Luster's legal case earned major attention due to his family's wealth, and in January 2003, the FBI issued a warrant for unlawful flight to avoid prosecution. In June 2003, he was captured by American bounty hunter Duane "Dog" Chapman in Puerto Vallarta, Mexico. Both Luster and Chapman were subsequently arrested by Mexican police. Luster was handed over to American authorities. Chapman's felony kidnapping charge was reduced to a misdemeanor, and he fled Mexico when he was released on bail. Chapman later wrote that he believed his actions in Mexico were legal due to working closely with a Mexican police officer while in that nation, but the American judge in Luster's case refused to grant Chapman any reward or bond. Chapman also explained that during his pursuit of Luster, he consulted with "a forensic expert who specialized in sex crimes" who believed Luster's preference for raping unconscious, passive victims indicated a necrophile tendency that might lead to murder.

The California Court of Appeal refused Luster's appeal, citing that Luster had been a fugitive. Longstanding precedent holds that fugitives flout the court's authority, and thus forfeit their right to appeal. The California Supreme Court and the United States Supreme Court later refused to overturn this ruling.

==Prison sentence and civil suits==
Luster is currently incarcerated at Valley State Prison in Chowchilla, California. Under California law, since his crimes harmed other persons, he is required to serve at least 85% of his sentence before becoming eligible for release with time off for good behavior. Had his original sentence stood, Luster would not have even been considered for release until he served 105 years.

In late 2009, Luster filed a petition for habeas corpus as the final possibility of having his case reviewed by another court on appeal. Luster was represented in that suit by Jay Leiderman and J. David Nick. The habeas corpus petition was granted in April 2012. On March 11, 2013, the Ventura County Superior Court vacated Luster's 124-year sentence but not his conviction, based on the trial judge's failure to state specific reasons for imposing consecutive sentences, and ordered a new sentencing hearing April 4, 2013.

On April 16, 2013, Ventura County Superior Court Judge Kathryne Stoltz reduced Luster's sentence to 50 years—48 years for the rapes and two years for the drug-related charges. Luster's lawyers indicated there will be an appeal.

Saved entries

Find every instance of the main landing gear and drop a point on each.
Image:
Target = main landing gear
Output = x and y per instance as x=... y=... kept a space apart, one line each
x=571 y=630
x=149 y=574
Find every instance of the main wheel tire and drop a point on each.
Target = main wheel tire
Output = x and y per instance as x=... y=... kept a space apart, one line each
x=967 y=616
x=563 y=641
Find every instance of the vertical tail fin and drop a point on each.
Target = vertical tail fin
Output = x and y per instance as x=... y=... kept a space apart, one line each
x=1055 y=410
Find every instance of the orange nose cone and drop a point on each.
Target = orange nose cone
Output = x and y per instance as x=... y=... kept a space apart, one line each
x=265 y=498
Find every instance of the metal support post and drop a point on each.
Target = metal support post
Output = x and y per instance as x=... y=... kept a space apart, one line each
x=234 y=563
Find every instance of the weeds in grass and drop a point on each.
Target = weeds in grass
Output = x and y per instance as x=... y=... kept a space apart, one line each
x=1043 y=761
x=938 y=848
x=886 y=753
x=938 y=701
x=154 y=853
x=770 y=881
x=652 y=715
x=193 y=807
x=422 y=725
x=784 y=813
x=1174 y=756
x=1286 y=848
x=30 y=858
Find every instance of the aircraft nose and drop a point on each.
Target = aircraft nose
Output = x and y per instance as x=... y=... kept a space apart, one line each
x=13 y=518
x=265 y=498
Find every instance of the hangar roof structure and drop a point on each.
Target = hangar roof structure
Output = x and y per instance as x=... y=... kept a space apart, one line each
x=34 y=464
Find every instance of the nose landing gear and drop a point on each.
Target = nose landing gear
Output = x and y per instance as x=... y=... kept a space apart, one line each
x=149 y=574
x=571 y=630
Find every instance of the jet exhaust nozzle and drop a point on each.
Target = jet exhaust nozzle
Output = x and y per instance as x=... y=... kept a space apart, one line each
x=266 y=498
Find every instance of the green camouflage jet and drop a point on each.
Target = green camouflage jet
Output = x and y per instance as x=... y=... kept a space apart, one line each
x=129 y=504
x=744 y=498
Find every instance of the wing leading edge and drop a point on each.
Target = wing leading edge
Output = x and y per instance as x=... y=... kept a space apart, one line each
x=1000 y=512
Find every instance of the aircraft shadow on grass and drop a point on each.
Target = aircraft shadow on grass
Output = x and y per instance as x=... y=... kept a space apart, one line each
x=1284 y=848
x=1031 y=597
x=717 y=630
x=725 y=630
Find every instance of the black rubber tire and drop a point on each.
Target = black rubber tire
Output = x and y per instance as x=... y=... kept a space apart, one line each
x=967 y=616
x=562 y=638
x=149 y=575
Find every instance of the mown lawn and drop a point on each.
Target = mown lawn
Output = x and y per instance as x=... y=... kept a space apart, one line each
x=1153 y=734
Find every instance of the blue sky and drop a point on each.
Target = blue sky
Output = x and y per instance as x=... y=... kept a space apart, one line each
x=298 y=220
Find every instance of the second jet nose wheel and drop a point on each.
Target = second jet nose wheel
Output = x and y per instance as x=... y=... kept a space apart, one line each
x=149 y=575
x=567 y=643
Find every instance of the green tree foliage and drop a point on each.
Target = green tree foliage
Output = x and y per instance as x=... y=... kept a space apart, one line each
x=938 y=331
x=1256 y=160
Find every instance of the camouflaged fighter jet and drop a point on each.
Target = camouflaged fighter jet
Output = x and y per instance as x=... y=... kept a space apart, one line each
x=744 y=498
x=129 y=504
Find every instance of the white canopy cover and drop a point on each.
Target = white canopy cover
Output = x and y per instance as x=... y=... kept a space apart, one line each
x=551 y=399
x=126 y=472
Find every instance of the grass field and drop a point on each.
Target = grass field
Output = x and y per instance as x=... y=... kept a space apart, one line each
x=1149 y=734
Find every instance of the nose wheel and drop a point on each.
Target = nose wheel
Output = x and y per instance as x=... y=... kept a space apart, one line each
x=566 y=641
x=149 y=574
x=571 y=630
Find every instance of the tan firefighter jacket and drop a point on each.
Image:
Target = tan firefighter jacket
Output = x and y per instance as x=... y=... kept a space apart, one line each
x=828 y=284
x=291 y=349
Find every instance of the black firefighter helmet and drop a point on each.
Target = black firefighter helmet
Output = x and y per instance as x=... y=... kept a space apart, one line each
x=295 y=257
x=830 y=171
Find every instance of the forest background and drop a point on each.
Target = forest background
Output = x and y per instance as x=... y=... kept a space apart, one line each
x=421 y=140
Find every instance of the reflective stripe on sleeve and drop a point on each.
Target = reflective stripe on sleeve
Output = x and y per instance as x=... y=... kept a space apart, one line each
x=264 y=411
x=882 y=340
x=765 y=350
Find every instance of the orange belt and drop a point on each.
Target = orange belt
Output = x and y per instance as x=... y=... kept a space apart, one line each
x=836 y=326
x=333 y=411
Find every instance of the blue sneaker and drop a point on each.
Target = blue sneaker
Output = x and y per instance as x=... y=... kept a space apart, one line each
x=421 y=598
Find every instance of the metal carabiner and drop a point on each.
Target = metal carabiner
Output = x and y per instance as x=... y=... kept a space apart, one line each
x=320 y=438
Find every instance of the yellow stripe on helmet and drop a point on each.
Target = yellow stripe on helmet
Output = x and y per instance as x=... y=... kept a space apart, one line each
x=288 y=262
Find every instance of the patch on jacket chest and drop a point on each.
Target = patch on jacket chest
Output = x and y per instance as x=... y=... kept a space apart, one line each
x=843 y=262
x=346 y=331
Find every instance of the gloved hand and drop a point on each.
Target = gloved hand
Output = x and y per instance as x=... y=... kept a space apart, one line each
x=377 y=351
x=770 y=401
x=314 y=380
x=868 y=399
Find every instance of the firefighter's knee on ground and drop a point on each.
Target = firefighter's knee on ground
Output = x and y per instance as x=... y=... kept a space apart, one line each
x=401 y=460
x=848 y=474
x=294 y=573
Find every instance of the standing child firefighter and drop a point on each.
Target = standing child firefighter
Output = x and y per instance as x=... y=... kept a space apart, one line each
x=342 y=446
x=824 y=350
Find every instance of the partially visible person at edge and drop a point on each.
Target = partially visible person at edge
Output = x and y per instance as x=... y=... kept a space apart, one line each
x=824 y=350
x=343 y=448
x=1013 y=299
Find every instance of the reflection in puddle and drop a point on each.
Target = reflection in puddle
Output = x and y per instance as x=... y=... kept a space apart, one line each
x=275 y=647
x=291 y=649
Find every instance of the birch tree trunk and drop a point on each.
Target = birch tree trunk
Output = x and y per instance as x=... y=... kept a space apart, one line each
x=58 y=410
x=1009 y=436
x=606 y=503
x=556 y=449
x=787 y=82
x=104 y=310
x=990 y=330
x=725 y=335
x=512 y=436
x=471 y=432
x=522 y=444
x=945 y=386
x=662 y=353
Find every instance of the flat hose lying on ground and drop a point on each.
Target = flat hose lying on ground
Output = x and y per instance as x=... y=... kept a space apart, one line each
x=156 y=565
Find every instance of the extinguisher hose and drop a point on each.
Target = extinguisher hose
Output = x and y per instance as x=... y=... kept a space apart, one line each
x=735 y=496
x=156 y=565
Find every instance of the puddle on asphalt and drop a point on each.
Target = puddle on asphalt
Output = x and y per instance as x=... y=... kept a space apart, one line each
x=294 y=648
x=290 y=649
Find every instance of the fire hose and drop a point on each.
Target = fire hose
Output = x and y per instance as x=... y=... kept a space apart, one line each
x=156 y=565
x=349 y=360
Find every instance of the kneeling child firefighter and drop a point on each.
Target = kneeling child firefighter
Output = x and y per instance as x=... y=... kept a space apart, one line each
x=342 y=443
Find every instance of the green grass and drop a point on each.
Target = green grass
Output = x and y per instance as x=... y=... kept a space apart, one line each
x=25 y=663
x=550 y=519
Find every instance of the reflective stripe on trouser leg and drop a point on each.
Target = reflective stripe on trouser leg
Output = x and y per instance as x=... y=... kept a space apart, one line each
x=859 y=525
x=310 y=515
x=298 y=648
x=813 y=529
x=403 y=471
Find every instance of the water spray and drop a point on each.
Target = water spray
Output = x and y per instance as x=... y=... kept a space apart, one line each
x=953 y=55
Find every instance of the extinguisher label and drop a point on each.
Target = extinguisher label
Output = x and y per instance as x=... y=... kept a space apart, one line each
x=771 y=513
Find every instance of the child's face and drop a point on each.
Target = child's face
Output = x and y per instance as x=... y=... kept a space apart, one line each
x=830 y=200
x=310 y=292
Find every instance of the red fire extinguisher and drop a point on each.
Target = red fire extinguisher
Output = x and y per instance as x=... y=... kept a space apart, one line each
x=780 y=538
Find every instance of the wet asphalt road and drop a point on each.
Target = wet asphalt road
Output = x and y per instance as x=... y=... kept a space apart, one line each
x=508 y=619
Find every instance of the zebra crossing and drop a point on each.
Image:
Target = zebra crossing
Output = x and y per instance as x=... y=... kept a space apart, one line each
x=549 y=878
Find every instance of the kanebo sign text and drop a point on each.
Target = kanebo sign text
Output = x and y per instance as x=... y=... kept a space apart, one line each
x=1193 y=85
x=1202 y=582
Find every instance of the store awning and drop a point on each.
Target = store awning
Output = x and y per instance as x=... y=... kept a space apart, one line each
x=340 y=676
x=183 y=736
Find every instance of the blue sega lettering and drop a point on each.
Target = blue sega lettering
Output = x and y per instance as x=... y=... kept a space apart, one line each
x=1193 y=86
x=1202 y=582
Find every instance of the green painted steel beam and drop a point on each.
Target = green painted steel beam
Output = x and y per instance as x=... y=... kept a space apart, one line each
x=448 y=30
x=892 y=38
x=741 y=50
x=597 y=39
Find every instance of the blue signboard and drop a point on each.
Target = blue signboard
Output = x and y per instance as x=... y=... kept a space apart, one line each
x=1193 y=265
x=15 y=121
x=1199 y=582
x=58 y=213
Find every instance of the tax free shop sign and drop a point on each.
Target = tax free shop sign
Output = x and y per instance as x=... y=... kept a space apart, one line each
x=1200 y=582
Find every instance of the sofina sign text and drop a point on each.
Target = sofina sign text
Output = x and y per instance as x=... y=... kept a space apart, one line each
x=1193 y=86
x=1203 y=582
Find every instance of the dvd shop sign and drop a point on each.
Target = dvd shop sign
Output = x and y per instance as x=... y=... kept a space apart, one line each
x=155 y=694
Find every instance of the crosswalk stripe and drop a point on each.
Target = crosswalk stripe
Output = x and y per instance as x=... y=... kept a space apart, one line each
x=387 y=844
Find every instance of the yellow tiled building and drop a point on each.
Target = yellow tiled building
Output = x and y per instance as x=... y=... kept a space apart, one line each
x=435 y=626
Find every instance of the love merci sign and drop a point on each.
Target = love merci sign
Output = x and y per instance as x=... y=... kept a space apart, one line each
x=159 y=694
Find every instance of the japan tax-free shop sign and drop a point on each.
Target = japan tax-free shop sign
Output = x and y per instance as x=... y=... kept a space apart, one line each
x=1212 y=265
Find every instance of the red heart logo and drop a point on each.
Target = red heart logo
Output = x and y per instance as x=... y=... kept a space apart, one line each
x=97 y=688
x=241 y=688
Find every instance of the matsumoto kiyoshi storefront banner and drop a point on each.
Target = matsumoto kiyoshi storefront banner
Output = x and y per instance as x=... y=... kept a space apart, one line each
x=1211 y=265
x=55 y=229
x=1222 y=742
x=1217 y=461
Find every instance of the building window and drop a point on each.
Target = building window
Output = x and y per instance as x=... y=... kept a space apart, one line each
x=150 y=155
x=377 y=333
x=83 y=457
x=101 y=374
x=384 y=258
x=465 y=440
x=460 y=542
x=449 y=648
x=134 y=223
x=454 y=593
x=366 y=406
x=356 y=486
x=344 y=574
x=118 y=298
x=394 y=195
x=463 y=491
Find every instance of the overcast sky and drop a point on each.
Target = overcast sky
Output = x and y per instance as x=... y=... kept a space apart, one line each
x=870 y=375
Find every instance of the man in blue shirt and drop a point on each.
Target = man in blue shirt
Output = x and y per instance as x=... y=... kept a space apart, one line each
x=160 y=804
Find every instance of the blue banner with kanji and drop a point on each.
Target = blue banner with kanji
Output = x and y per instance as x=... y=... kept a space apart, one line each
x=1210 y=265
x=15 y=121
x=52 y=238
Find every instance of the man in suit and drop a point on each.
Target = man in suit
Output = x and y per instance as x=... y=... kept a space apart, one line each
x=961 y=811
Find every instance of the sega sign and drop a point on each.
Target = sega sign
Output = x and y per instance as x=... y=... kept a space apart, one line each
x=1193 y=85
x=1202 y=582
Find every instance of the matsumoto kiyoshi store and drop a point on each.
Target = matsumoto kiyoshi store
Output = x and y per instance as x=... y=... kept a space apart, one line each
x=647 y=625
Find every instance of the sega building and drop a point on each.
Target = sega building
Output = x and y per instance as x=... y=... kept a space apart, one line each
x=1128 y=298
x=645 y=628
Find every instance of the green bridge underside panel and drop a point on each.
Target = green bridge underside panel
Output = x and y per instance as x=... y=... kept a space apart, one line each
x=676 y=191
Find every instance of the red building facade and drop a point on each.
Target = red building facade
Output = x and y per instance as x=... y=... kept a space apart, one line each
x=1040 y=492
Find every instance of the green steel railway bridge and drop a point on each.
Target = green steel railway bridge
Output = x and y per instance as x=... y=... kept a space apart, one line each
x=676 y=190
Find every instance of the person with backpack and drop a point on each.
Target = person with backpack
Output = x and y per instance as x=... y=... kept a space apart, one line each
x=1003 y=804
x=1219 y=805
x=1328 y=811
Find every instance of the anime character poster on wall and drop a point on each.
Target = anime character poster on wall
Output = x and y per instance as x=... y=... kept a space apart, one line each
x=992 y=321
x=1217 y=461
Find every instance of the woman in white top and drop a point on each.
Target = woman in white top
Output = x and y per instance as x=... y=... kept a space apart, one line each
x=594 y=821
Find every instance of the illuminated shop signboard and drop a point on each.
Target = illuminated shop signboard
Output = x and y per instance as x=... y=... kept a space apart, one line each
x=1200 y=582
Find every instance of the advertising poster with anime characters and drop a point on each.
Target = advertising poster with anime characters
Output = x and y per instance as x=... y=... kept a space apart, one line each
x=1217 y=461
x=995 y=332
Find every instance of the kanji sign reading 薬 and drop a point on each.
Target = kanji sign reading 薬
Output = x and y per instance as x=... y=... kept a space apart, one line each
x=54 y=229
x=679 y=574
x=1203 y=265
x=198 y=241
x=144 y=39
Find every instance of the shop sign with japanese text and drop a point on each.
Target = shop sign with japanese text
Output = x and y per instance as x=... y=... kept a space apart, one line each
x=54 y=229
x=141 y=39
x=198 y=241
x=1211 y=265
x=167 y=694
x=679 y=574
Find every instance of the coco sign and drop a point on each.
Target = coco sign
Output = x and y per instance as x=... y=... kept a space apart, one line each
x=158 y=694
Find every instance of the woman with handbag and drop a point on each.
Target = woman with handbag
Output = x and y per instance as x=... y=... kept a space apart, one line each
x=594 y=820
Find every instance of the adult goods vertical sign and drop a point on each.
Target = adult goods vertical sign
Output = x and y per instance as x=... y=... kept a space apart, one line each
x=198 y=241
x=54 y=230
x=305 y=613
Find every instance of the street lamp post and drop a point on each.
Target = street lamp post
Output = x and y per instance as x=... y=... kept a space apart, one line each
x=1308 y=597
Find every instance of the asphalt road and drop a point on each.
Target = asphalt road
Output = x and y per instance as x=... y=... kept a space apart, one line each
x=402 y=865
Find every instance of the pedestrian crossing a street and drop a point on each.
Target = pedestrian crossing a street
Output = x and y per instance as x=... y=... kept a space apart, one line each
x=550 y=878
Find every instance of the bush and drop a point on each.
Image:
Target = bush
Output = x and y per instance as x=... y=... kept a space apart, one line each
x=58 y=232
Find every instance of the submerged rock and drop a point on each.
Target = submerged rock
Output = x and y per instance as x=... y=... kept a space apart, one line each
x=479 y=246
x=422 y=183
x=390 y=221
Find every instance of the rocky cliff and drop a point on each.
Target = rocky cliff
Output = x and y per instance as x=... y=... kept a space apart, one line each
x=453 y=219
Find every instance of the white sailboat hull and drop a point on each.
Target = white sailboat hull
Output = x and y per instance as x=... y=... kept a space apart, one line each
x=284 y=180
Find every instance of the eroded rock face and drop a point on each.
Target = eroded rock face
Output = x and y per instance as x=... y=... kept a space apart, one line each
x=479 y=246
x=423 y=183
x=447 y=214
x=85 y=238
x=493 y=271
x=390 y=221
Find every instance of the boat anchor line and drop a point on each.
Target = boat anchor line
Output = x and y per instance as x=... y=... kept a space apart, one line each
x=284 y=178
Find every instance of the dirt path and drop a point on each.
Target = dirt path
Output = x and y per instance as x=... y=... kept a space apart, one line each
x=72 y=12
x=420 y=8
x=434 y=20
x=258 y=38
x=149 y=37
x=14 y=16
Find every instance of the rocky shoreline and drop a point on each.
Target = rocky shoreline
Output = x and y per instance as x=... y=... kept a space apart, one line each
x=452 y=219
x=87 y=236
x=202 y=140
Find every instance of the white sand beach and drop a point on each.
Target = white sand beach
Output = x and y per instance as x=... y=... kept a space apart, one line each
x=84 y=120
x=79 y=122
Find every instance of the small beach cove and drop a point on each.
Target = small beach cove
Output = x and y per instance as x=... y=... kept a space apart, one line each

§ CHECK YOUR UNDERSTANDING
A - According to the account of Luster's legal case, where was he captured in June 2003?
B - Pick up the account of Luster's legal case right after its last sentence and carry it on.

§ TASK RESULTS
A - In Puerto Vallarta, Mexico.

B -
In 2016, opponents of California Proposition 57 released a brochure that stated that Luster could be released early due to the lack of clarity for what defines "violent crimes." In response to this brochure, California Governor Jerry Brown told Fresno County sheriff Margaret Mims that Luster was originally sentenced to 100 years in prison and was a registered sex offender, "and on both accounts would not be getting out." Brown's administration later clarified that since Luster would have to register as a sex offender, he would not be eligible for parole even if Proposition 57 passed.

Two of the victims won civil lawsuits against Luster, who was ordered to pay a total of $40 million. Luster subsequently sold most of his property and declared bankruptcy.

== Media portrayals ==
After Luster fled the United States, a movie based on his crimes, A Date with Darkness: The Trial and Capture of Andrew Luster was produced with the intention of aiding in his capture by ending with a photo of him, and a request for witnesses to his whereabouts to notify authorities. Because the film was in production when Luster was captured, the ending was re-written to incorporate his capture.

On August 28, 2009, the true crime TV series Dominick Dunne's Power, Privilege, and Justice aired an episode on the case in Season 3, Episode 4, "Evil Deeds".

On August 31, 2017, Investigation Discovery aired the first episode of Guilty Rich, which recounted the story of Andrew Luster's crimes, arrest, flight, and ultimate conviction and incarceration.

The case was also profiled in the sixth episode of the 15th season of Evil Lives Here.